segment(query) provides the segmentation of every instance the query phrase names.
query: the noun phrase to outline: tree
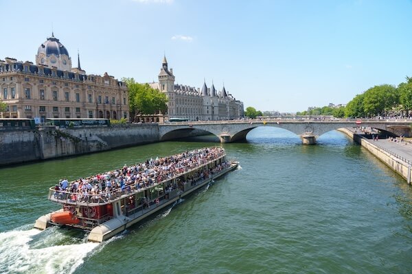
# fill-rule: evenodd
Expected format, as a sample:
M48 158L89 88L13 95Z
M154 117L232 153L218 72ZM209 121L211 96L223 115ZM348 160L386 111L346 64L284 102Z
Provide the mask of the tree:
M124 78L128 86L130 116L138 114L165 113L168 110L166 95L151 88L148 84L139 84L133 78Z
M3 117L3 112L4 112L6 110L7 110L7 103L0 101L0 113L1 114L1 117Z
M345 108L345 116L346 117L363 117L365 116L363 111L364 95L360 94L355 96Z
M247 107L244 112L244 116L254 119L258 116L262 116L262 112L256 110L253 107Z
M399 93L391 85L375 86L364 93L363 110L367 116L385 115L399 105Z
M345 117L345 107L335 108L332 111L332 115L335 118Z
M407 76L407 82L400 83L398 86L400 103L407 115L412 110L412 78Z

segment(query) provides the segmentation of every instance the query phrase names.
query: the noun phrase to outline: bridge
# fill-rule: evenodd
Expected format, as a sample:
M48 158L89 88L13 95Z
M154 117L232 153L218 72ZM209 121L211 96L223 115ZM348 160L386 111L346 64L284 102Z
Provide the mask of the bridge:
M174 122L159 124L160 140L187 137L194 129L216 135L220 142L246 139L247 134L258 127L275 127L298 135L304 145L314 145L317 138L328 132L343 127L365 127L393 135L411 136L411 120L321 120L267 119Z

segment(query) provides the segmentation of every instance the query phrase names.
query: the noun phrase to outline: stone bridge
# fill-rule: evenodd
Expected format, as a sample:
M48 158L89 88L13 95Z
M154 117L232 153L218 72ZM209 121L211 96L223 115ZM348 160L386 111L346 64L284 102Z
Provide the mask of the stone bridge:
M234 120L165 123L159 124L159 130L160 140L187 137L193 130L201 129L216 135L220 142L231 142L246 139L258 127L275 127L298 135L304 145L314 145L319 136L342 127L371 127L409 137L411 124L410 120Z

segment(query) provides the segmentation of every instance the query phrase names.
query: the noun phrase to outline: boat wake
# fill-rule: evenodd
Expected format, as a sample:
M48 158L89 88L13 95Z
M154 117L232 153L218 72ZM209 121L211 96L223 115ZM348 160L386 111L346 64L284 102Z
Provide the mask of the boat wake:
M0 233L0 273L72 273L93 250L102 248L57 227L44 232L31 227Z

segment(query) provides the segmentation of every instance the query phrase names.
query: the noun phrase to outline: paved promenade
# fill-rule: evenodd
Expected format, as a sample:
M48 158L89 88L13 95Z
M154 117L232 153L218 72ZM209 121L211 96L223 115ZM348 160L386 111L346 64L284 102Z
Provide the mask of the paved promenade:
M348 129L354 132L353 129ZM371 143L412 165L412 142L400 142L399 139L396 142L389 141L389 139L379 139L374 141L371 138L368 138L368 137L371 138L369 134L363 134L358 131L356 134L366 137Z

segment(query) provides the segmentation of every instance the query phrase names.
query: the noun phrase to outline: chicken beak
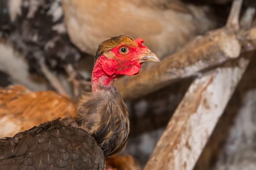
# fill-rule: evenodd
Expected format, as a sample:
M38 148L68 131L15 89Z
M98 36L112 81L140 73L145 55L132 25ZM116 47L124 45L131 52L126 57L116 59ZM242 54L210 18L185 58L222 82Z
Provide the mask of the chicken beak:
M151 51L143 51L142 55L138 59L139 59L140 63L160 62L159 57Z

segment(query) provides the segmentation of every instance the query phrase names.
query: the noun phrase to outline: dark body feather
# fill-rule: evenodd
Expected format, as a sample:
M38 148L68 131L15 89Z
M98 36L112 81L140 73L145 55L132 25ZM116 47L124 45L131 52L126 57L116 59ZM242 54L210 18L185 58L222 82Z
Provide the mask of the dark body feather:
M0 139L0 170L103 170L102 149L84 130L57 119Z
M128 115L114 86L82 95L78 116L47 122L0 139L0 170L103 170L121 152Z

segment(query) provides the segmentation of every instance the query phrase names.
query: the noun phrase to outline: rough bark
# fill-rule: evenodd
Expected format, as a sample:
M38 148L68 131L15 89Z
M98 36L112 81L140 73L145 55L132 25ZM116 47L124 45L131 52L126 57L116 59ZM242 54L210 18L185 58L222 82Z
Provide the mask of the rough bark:
M256 28L236 34L225 27L198 36L179 52L136 76L123 77L116 85L125 99L141 96L191 76L211 67L238 57L256 48ZM132 91L133 93L130 92Z
M192 83L145 170L193 169L248 63L238 59Z

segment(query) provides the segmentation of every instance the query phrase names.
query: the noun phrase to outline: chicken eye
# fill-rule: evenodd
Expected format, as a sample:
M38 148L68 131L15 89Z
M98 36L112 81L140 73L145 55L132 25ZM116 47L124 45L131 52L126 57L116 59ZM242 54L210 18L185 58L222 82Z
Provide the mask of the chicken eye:
M122 47L119 49L119 52L122 54L126 54L128 51L128 49L126 47Z

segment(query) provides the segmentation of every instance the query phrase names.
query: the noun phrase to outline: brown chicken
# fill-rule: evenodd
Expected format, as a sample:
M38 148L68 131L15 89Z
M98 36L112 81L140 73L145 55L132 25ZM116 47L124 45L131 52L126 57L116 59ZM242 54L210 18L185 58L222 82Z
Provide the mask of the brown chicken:
M62 0L71 41L93 55L98 45L118 34L141 37L158 56L170 54L213 28L209 9L179 0Z
M68 99L53 91L33 92L20 85L0 88L0 137L75 113Z
M108 156L125 147L129 132L126 107L113 83L159 62L143 45L120 35L105 41L96 53L92 92L82 95L76 117L57 119L0 139L1 170L102 170Z
M138 162L130 155L113 155L107 162L106 170L140 170Z

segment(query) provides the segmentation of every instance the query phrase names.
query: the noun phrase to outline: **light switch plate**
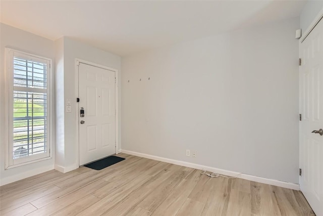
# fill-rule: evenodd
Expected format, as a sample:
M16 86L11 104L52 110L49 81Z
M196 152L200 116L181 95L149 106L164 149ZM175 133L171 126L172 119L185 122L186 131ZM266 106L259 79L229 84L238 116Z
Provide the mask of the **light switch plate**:
M71 112L71 106L70 105L66 106L66 112Z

> _Exercise task_:
Please change every "Expected format, as a sample:" in the entries above to "Sample of the expected format:" and write all the entries out again with nothing else altered, leaving the pictures out.

> _Answer_:
segment(query) provides the segmentation of every instance the query phrase names.
query: the noun phrase to outline: tree
# fill-rule: evenodd
Sample of the expected format:
M48 158L89 88L13 95Z
M154 117L232 153L218 72ZM209 121L211 96L223 115ZM348 160L386 111L346 64L284 102Z
Provide the mask of the tree:
M124 78L128 86L130 116L138 114L165 113L168 110L166 95L151 88L148 84L139 84L133 78Z
M3 117L3 112L4 112L6 110L7 110L7 103L0 101L0 113L1 114L1 117Z
M345 108L345 116L346 117L363 117L365 116L363 111L364 95L360 94L355 96Z
M247 107L244 112L244 116L254 119L258 116L262 116L262 112L256 110L253 107Z
M399 93L391 85L375 86L364 93L363 110L367 116L385 115L399 105Z
M345 117L345 107L335 108L332 111L332 115L335 118Z
M407 76L407 82L400 83L398 86L400 103L407 115L412 110L412 78Z

segment(query) provides the segmentation of every instance the query phrase names.
query: the noun phrase to outline: bridge
# fill-rule: evenodd
Sample of the expected format:
M48 158L89 88L13 95Z
M154 117L232 153L218 72ZM209 121L211 96L223 115ZM348 160L386 111L346 64L284 102Z
Provide the mask of the bridge:
M174 122L159 124L160 140L187 137L194 129L216 135L220 142L246 139L247 134L258 127L275 127L298 135L304 145L314 145L317 138L328 132L343 127L365 127L393 135L411 136L411 120L321 120L267 119Z

segment(query) provides the segmentation of every instance the query phrase names.
query: the noun phrase to outline: stone bridge
# fill-rule: evenodd
Sample of the expected format:
M48 158L89 88L13 95Z
M154 117L232 153L218 72ZM209 121L211 96L223 115ZM348 160L386 111L346 64L284 102Z
Provide the mask of the stone bridge:
M234 120L165 123L159 124L159 130L160 140L187 137L193 130L201 129L216 135L220 142L231 142L246 139L258 127L275 127L298 135L304 145L314 145L319 136L342 127L371 127L409 137L411 124L410 120Z

segment(query) provides the segmentation of every instance the query phrase names.
query: the noun phrase to outline: boat wake
# fill-rule: evenodd
Sample of the expected format:
M48 158L89 88L13 95Z
M154 117L232 153L218 72ZM209 121L211 96L223 115ZM348 160L386 111L346 64L284 102Z
Provide the mask of the boat wake:
M0 233L0 273L72 273L93 250L102 248L57 227L44 232L31 227Z

segment(query) provides the segmentation of every instance the query phrase names.
query: the noun phrase to outline: paved promenade
# fill-rule: evenodd
Sample of the expected format:
M48 158L89 88L13 95Z
M154 117L232 153L218 72ZM209 121L211 96L223 115ZM348 160L386 111L346 64L284 102Z
Provide the mask of the paved promenade:
M348 129L354 132L353 129ZM371 143L412 165L412 142L400 142L399 139L396 142L389 141L389 139L379 139L374 141L371 138L368 138L368 137L371 138L369 134L363 134L358 131L356 134L366 137Z

segment(query) provides the segmentation of every instance the query phrase names.
query: the noun phrase to outline: chicken beak
# fill-rule: evenodd
Sample of the expected format:
M38 148L68 131L15 89Z
M98 36L112 81L140 73L145 55L132 25ZM116 47L124 45L131 52L126 57L116 59ZM242 54L210 18L185 58L222 82Z
Provide the mask of the chicken beak:
M151 51L143 51L142 55L138 59L139 59L140 63L160 62L159 57Z

segment(query) provides the segmentation of every instance the query phrase names.
query: the noun phrase to outline: dark body feather
# fill-rule: evenodd
Sample of the expected format:
M38 148L68 131L15 89Z
M98 36L112 81L140 73L145 55L132 25ZM116 47L124 45L131 52L126 57L116 59ZM242 54L210 18L185 58L222 82Z
Provide the mask of the dark body feather:
M0 139L0 170L103 170L102 149L84 130L57 119Z
M128 115L114 86L82 95L78 116L47 122L0 139L0 170L103 170L121 152Z

segment(query) provides the segmentation of every instance the query phrase names.
query: the noun phrase to outline: rough bark
# fill-rule: evenodd
Sample of the expected format:
M38 148L68 131L15 89Z
M98 36L112 81L140 73L145 55L132 25ZM116 47L124 45L131 52L126 57L116 59ZM242 54L210 18L185 58L222 82Z
Provide the mask of the rough bark:
M256 28L236 34L225 27L198 36L179 52L136 76L123 77L116 85L125 99L141 96L191 76L211 67L238 57L256 48ZM132 91L133 93L130 92Z
M192 83L145 170L193 169L248 63L238 59Z

segment(query) provides the segmentation of every instance the query phrase names.
query: the noun phrase to outline: chicken eye
# fill-rule: evenodd
Sample of the expected format:
M38 148L68 131L15 89Z
M98 36L112 81L140 73L145 55L132 25ZM116 47L124 45L131 52L126 57L116 59ZM242 54L210 18L185 58L222 82Z
Provide the mask of the chicken eye:
M122 47L119 49L119 52L122 54L126 54L128 51L128 49L126 47Z

segment(query) provides the segmentation of every instance the query phrase names.
query: the noun phrase to outline: brown chicken
# fill-rule: evenodd
Sample of the expected format:
M38 148L68 131L15 89Z
M98 36L112 81L140 73L145 55L132 25ZM116 47L124 45L131 52L126 57L116 59ZM242 54L210 18L185 58L222 82Z
Provide the mask of the brown chicken:
M62 0L71 41L93 55L98 45L118 34L141 37L158 56L170 54L213 28L209 9L179 0Z
M68 99L53 91L33 92L20 85L0 88L0 137L75 113Z
M108 156L125 147L129 132L126 107L113 83L159 62L143 45L120 35L105 41L96 53L92 92L82 95L76 117L57 119L0 139L1 170L102 170Z
M138 162L130 155L113 155L107 162L106 170L140 170Z

segment(query) provides the segmentation of every instance the query phrase names.
query: the noun phrase to outline: **light switch plate**
# fill-rule: evenodd
Sample of the expected format:
M16 86L11 104L52 110L49 81Z
M196 152L200 116L181 95L149 106L164 149ZM175 133L171 126L172 119L185 122L186 131ZM266 106L259 79L229 84L238 116Z
Provide the mask of the **light switch plate**:
M71 112L71 106L70 105L66 106L66 112Z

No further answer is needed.